### [Task goal]
When the line with "mark: the cloudy" appears below, start repeating lines exactly, and keep going through the line with "mark: the green tree"; add nothing outside that span.
Materials provided Block Start
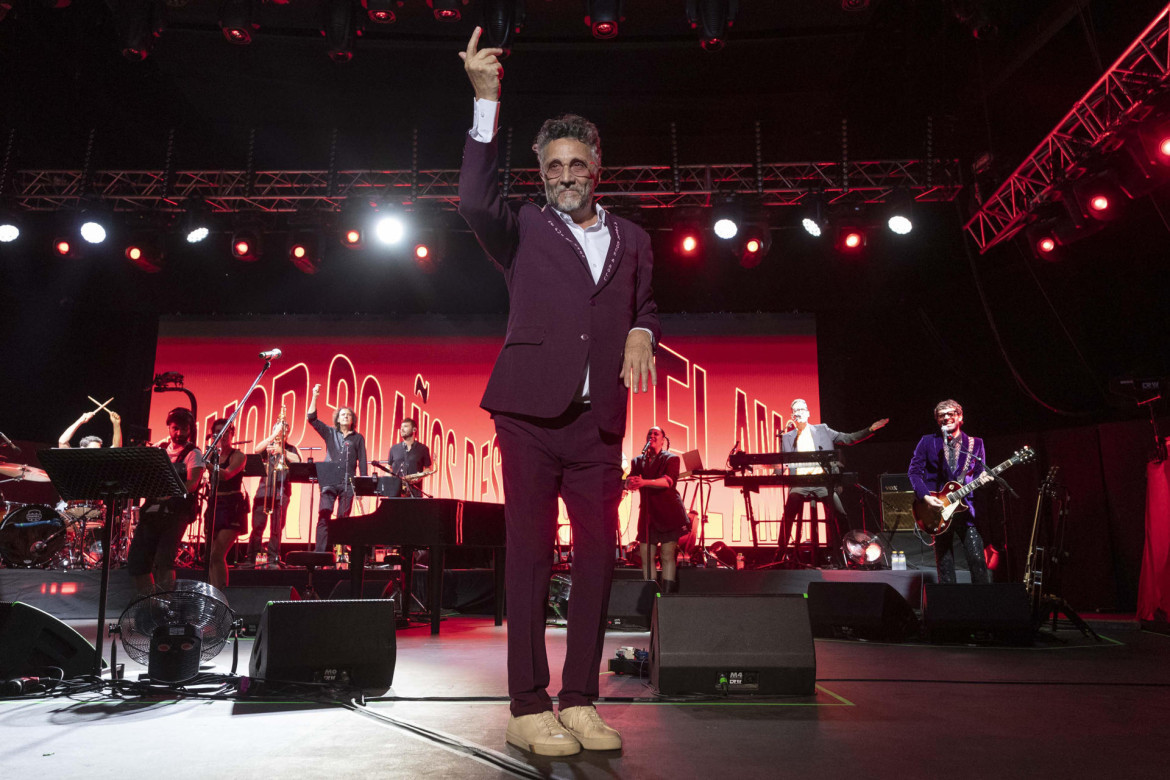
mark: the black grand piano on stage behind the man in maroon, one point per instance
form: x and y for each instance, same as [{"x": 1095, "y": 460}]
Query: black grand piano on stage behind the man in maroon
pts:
[{"x": 425, "y": 523}]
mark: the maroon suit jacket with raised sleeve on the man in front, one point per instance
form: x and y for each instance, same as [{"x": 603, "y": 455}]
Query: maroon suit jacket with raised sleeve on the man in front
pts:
[{"x": 560, "y": 321}]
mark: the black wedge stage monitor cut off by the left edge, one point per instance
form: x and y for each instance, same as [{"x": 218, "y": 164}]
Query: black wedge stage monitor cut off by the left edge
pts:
[{"x": 32, "y": 643}]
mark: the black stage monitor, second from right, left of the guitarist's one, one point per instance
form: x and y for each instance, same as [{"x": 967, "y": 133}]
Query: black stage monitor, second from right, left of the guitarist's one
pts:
[{"x": 861, "y": 611}]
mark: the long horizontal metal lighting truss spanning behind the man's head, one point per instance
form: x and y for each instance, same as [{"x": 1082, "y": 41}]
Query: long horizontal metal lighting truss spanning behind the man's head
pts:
[{"x": 782, "y": 184}]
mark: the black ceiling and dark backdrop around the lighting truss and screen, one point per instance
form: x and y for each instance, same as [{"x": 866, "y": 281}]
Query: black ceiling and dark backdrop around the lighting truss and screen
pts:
[{"x": 898, "y": 329}]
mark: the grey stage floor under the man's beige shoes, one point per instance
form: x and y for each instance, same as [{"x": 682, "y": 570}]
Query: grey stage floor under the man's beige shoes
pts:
[{"x": 1056, "y": 710}]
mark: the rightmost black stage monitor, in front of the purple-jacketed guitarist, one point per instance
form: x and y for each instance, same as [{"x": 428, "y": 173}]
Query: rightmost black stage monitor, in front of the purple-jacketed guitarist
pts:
[{"x": 990, "y": 615}]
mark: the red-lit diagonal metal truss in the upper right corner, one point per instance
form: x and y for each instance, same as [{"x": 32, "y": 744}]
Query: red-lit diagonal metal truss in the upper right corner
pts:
[{"x": 1113, "y": 103}]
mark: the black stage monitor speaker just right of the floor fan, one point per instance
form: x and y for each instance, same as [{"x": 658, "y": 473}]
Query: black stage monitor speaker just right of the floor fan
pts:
[{"x": 342, "y": 643}]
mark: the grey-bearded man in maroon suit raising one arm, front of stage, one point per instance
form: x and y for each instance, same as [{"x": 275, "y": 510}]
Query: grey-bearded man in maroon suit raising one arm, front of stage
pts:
[{"x": 582, "y": 330}]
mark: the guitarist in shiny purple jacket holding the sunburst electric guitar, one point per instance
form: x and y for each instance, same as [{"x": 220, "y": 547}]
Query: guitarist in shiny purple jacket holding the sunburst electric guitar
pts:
[{"x": 945, "y": 458}]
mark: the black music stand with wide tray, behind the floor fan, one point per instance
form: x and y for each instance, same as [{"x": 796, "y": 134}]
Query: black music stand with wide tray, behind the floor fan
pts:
[{"x": 111, "y": 475}]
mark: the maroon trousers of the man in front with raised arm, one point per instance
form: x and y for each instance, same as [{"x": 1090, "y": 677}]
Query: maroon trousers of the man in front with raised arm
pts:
[{"x": 570, "y": 458}]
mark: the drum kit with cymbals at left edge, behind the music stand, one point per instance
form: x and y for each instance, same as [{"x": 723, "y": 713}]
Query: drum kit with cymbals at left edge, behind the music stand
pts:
[{"x": 67, "y": 536}]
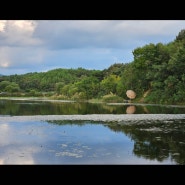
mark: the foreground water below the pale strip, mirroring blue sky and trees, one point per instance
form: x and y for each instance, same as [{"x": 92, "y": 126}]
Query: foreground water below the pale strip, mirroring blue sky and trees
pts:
[{"x": 88, "y": 142}]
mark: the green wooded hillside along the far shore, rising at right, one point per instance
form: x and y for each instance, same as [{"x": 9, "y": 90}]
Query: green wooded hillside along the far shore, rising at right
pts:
[{"x": 157, "y": 75}]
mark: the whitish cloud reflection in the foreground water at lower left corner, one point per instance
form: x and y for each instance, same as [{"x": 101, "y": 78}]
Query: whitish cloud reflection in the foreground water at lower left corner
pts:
[{"x": 13, "y": 144}]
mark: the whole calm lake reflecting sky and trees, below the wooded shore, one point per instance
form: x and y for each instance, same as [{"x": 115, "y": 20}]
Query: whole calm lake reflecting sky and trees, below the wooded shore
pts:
[{"x": 39, "y": 131}]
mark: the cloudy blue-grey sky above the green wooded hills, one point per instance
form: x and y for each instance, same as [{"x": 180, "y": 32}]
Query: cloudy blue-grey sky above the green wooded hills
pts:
[{"x": 42, "y": 45}]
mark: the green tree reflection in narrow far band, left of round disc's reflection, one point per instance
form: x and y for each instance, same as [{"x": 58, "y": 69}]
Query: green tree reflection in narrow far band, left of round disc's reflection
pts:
[{"x": 18, "y": 107}]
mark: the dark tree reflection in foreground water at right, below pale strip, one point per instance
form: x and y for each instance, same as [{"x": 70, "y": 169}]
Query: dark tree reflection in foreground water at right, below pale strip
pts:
[{"x": 156, "y": 140}]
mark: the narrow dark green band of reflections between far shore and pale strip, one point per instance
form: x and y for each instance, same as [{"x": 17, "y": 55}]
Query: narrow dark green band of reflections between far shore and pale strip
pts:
[{"x": 28, "y": 107}]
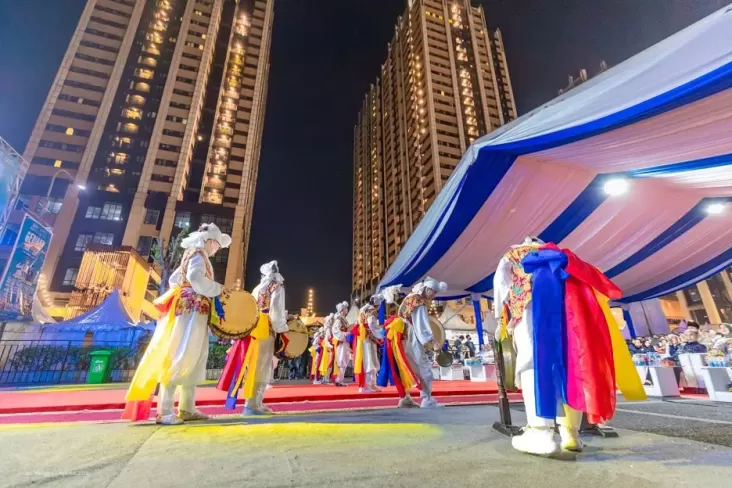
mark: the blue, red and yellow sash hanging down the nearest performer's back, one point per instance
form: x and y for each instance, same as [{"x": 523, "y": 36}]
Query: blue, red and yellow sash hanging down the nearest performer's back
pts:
[{"x": 579, "y": 354}]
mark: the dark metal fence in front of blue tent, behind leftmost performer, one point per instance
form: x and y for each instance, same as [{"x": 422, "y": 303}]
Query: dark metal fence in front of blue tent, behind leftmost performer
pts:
[{"x": 27, "y": 362}]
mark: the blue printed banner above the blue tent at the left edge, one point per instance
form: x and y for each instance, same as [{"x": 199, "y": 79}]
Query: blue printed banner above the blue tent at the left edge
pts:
[{"x": 20, "y": 278}]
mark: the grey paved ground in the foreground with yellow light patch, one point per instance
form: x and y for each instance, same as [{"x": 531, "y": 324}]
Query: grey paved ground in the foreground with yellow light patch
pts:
[{"x": 396, "y": 448}]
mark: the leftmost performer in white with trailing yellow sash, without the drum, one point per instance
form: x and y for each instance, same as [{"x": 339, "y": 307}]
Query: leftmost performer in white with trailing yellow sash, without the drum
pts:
[{"x": 178, "y": 351}]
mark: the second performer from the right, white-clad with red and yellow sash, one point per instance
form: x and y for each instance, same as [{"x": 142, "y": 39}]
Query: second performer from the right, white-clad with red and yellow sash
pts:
[{"x": 408, "y": 335}]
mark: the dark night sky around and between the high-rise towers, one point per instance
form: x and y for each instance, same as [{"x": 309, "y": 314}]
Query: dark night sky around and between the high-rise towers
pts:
[{"x": 325, "y": 53}]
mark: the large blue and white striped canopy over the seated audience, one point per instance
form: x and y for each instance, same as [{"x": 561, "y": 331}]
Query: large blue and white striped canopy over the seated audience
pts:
[{"x": 661, "y": 120}]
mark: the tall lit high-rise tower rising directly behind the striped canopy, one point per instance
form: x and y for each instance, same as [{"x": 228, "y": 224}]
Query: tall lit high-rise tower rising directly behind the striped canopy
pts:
[{"x": 444, "y": 83}]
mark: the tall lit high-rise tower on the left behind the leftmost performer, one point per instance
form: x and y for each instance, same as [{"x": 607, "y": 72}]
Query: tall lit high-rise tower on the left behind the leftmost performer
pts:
[{"x": 153, "y": 124}]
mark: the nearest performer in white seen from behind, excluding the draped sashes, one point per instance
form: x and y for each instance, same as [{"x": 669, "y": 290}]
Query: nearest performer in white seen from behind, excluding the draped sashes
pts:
[{"x": 512, "y": 309}]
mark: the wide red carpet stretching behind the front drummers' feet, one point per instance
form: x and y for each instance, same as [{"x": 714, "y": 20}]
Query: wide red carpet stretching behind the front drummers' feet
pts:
[{"x": 69, "y": 400}]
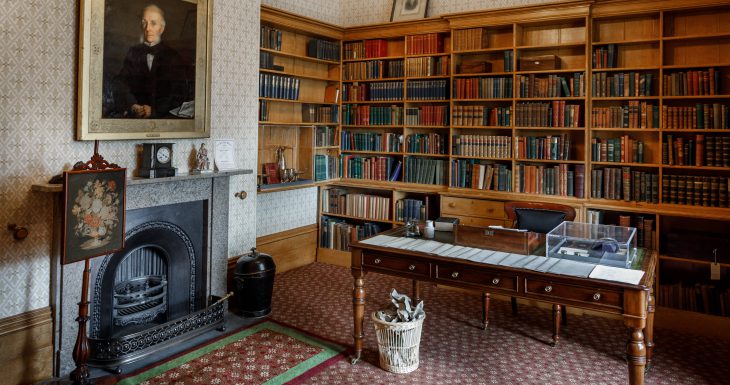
Materials provided Block End
### [Task response]
mark: the cloudy blue-grey sky above the green wooded hills, one point per instance
form: x and y for each instance, same as [{"x": 180, "y": 32}]
Query: cloudy blue-grey sky above the green wooded hills
pts:
[{"x": 42, "y": 45}]
mark: the green tree reflection in narrow far band, left of round disc's reflection, one point per instance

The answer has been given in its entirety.